Once we finally drove to Bosnia and Chilly was finally in my arms, I felt like my heart is going to burst. I missed Bailey the whole day so terribly, but I knew Chilly belonged to me the second I first held him. When we got back home later that evening and I saw him with Bailey, I knew I made the right choice. Sure, she was nervous around him and unsure. But he was patient, curious and loving - towards us both. The three of us clicked together like we were always meant to be a family.
Having one reactive dog and one young Border Collie has made my life incredibly busy overnight. In the first weeks, I didn’t really walk around thinking about how much I love Chilly or how silly it was for me to ever doubt that. I tried my very best to set up a daily routine that would work for all three of us. It was a lot of work, especially because I was doing separate training sessions. Then one day, Chilly got really sick. He must have eaten something that upset his stomach. I was so terrified. He was throwing up all the time. I was worried he has brought a weird bug from Bosnia. I was worried he has an undiscovered disease. It happened in the evening and I was on the phone with the vet, almost sobbing into the phone, describing his symptoms. The vet reassured me it’s just an upset stomach and gave me further instructions. At 1am, Chilly finally stopped throwing up and I decided it’s time to go to sleep. I tucked Bailey under the covers, I moved Chilly’s (half-eaten) puppy bed out of his crate and spent the whole night sitting next to him. I couldn’t leave him alone for one second.

## [Work to be completed]
Can you repeat, word for word, everything in the passage about Chilly and Bailey from "Once we finally" down to "be a family."?

## [Record set]
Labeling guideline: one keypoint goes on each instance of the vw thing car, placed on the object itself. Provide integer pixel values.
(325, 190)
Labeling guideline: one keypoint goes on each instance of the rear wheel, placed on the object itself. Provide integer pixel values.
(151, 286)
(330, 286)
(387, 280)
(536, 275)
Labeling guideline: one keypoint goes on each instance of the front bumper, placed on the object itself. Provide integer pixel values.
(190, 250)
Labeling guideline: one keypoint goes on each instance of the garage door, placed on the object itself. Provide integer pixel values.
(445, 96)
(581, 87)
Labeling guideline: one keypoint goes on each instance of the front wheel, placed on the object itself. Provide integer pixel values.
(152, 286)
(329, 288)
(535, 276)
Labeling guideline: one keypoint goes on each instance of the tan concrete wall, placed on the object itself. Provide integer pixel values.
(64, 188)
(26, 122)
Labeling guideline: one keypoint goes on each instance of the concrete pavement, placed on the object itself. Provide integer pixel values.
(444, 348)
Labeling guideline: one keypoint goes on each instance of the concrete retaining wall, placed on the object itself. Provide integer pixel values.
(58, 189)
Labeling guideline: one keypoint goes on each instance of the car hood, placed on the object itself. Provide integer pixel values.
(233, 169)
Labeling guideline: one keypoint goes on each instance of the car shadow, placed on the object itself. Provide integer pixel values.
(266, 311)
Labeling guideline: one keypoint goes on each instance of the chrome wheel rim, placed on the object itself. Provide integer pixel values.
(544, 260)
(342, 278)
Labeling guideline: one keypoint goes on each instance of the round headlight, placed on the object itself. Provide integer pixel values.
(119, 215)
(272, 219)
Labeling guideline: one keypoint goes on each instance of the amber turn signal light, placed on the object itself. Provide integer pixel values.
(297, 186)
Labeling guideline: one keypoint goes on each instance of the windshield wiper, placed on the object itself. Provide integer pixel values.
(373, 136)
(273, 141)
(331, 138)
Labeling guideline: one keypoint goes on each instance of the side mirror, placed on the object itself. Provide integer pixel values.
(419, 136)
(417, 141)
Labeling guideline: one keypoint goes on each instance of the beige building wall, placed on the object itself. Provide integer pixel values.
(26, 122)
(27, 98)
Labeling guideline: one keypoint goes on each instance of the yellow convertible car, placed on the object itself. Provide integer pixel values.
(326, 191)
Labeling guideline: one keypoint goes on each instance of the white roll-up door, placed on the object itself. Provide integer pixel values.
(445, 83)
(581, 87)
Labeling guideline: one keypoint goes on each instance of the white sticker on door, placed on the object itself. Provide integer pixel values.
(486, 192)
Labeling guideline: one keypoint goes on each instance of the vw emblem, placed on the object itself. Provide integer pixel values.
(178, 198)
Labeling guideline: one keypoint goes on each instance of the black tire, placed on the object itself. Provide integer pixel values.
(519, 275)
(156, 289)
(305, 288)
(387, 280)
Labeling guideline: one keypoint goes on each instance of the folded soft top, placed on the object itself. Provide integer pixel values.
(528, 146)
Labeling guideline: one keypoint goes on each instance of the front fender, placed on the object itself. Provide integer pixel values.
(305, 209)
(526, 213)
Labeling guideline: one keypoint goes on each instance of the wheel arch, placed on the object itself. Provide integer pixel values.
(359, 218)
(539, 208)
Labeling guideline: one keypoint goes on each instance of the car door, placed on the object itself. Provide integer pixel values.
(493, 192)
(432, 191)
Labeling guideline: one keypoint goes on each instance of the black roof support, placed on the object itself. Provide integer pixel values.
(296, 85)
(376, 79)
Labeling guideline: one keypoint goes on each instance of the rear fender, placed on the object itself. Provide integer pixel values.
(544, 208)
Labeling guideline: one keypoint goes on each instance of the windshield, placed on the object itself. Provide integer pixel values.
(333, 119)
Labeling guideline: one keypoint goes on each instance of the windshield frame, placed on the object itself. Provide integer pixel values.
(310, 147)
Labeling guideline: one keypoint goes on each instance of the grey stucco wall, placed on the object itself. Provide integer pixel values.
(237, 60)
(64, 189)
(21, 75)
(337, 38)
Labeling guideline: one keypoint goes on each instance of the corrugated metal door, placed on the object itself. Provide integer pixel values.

## [Finished exercise]
Once we finally drove to Bosnia and Chilly was finally in my arms, I felt like my heart is going to burst. I missed Bailey the whole day so terribly, but I knew Chilly belonged to me the second I first held him. When we got back home later that evening and I saw him with Bailey, I knew I made the right choice. Sure, she was nervous around him and unsure. But he was patient, curious and loving - towards us both. The three of us clicked together like we were always meant to be a family.